La Cour européenne des droits de l’Homme a condamné le jeudi 12 Avril, la France pour une perquisition menée en 2006 dans les locaux du Midi Libre, un titre important de la presse quotidienne régionale française. La Cour a reconnu que les motifs de la condamnation étaient « pertinents mais non suffisants ». Les requérants sont quatre journalistes du Midi Libre qui avaient rédigé en 2005 plusieurs articles sur la gestion de la région Languedoc-Roussillon en reprenant des extraits d’un rapport de la Chambre régionale des comptes (CRC) mettant en cause la gestion de la région. Signalons également que le principe concernant la protection de la confidentialité des sources journalistiques avait été malmené, que la Cour a déjà, à plusieurs reprises, prononcé de telles condamnations.
Sur une plainte de Jacques Blanc, alors président du Conseil régional, pour violation du secret professionnel et recel de violation du secret professionnel, le juge d’instruction avait perquisitionné les locaux du journal le 5 juillet 2006 et saisi divers documents dont une copie du rapport de la CRC. Mis en examen pour recel de violation du secret professionnel, les journalistes avaient obtenu un non-lieu en 2007.
« Il y a eu ingérence dans la liberté des journalistes de recevoir ou de communiquer des informations », a souligné la CEDH qui s’est interrogée sur le bien-fondé de la perquisition. « La Cour se demande si d’autres mesures que la perquisition au siège de la rédaction du journal n’auraient pas pu permettre au juge d’instruction de rechercher s’il y avait eu violation du secret professionnel », ont relevé les juges siégeant à Strasbourg.
Dans son arrêt non définitif, la Cour a noté par ailleurs que les journalistes avaient « fait une présentation claire de la nature du rapport en cause et démontré ainsi leur bonne foi et un souci du respect de la déontologie de leur profession ». La CEDH a ajouté que le gouvernement n’avait « pas démontré que la balance des intérêts en présence, à savoir d’une part la protection des sources et d’autre part la prévention et la répression d’infractions, a été préservée ». Elle en a conclu « que la perquisition litigieuse est à considérer comme disproportionnée et a violé le droit des requérants à la liberté d’expression ». Elle a condamné la France à verser 5000 euros à chacun des quatre journalistes pour dommage moral.
COMMUNIQUE DE PRESSE DU GREFFIER DE LA COUR
Dans son arrêt de chambre, non définitif, rendu ce jour dans l’affaire Martin et autres c. France (requête no 30002/08) la Cour européenne des droits de l’homme dit, à l’unanimité, qu’il y a eu : Violation de l’article 10 (liberté d’expression) de la Convention européenne des droits de l’homme.

+---+

## EXERCICES À RÉALISER
**A.** D’après l’article, quelle somme la France doit-elle verser à chacun des quatre journalistes, et à quel titre ?
**B.** Réécrivez le passage de l’article allant de « Sur une plainte » jusqu’à « non-lieu en 2007. » inclus, en remplaçant « juge d’instruction » par « magistrat instructeur ».
Les items qui suivent constituent un matériau indépendant de l’article.

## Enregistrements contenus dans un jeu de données

+---+

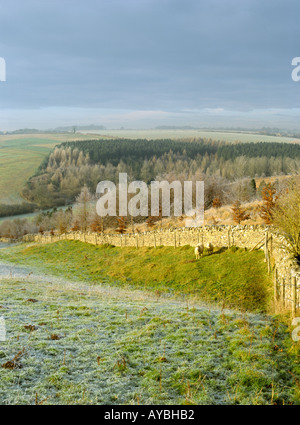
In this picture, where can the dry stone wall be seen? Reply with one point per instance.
(285, 271)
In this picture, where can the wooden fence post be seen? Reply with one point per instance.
(283, 292)
(294, 296)
(267, 252)
(275, 288)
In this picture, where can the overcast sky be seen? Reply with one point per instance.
(142, 63)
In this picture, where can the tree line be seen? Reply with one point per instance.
(72, 165)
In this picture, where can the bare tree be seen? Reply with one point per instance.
(82, 207)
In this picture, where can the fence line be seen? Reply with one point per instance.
(283, 269)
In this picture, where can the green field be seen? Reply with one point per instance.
(107, 325)
(87, 345)
(230, 278)
(20, 156)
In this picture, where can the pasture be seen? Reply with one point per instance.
(232, 278)
(104, 325)
(73, 344)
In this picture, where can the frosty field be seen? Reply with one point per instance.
(79, 344)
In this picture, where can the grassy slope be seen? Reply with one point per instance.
(235, 279)
(123, 347)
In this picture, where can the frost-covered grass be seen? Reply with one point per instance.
(116, 346)
(233, 278)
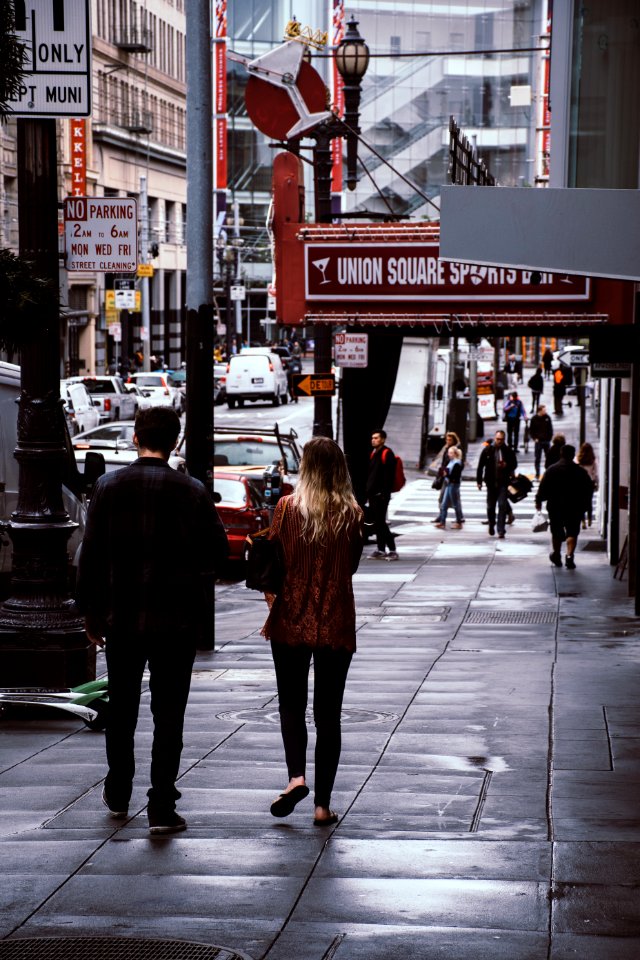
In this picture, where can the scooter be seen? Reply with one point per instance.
(89, 701)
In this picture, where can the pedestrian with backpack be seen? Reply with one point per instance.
(381, 483)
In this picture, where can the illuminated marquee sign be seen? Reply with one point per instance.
(403, 272)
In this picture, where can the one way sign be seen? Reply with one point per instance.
(57, 79)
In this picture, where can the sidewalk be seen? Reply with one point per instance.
(488, 788)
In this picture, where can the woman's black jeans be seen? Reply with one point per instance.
(330, 668)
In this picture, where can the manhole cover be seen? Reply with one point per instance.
(112, 948)
(511, 616)
(349, 715)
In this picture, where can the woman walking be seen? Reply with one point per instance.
(440, 464)
(452, 490)
(319, 529)
(587, 460)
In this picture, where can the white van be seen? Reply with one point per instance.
(80, 410)
(256, 374)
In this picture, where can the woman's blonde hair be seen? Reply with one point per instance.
(324, 494)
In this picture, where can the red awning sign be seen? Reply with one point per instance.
(399, 272)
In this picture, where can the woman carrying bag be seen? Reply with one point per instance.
(319, 532)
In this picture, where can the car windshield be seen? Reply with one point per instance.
(99, 386)
(149, 381)
(108, 434)
(232, 492)
(251, 453)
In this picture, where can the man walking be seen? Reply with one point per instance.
(145, 586)
(568, 489)
(496, 466)
(541, 432)
(514, 412)
(382, 468)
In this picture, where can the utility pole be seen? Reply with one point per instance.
(199, 422)
(42, 637)
(145, 334)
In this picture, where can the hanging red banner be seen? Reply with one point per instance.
(221, 95)
(78, 135)
(338, 98)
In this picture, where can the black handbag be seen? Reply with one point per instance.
(519, 487)
(265, 569)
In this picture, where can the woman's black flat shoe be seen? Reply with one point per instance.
(326, 821)
(285, 804)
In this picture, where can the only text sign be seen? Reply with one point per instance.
(101, 234)
(57, 79)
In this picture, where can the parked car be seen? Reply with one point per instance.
(241, 508)
(110, 395)
(254, 375)
(257, 450)
(219, 382)
(115, 442)
(80, 411)
(285, 355)
(157, 388)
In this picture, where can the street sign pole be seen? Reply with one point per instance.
(42, 637)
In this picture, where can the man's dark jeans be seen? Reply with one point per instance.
(170, 662)
(379, 504)
(497, 497)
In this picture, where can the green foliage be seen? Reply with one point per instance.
(12, 58)
(28, 302)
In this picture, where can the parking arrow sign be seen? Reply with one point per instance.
(314, 385)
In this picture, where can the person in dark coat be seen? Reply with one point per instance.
(541, 432)
(145, 586)
(382, 468)
(567, 489)
(536, 385)
(513, 412)
(496, 466)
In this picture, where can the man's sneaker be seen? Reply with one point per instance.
(168, 822)
(119, 811)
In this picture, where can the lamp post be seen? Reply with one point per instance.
(352, 60)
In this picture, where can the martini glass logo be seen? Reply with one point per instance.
(322, 267)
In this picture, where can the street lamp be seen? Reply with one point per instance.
(352, 60)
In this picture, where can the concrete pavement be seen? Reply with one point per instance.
(488, 788)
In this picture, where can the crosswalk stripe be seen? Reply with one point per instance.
(418, 502)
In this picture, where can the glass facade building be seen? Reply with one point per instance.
(479, 62)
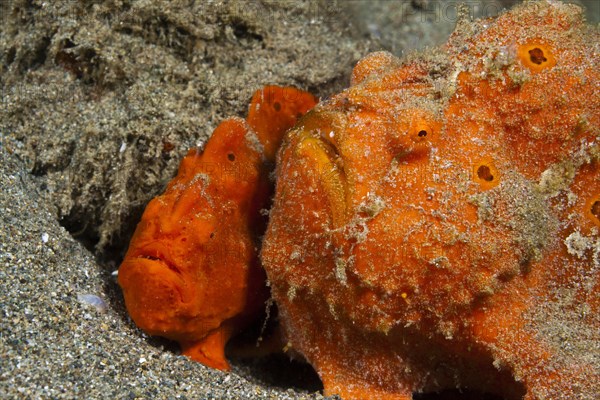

+---+

## RÉPONSES PAR CONSIGNE
**A.** 5000 euros chacun, pour dommage moral.

**B.**
Sur une plainte de Jacques Blanc, alors président du Conseil régional, pour violation du secret professionnel et recel de violation du secret professionnel, le magistrat instructeur avait perquisitionné les locaux du journal le 5 juillet 2006 et saisi divers documents dont une copie du rapport de la CRC. Mis en examen pour recel de violation du secret professionnel, les journalistes avaient obtenu un non-lieu en 2007.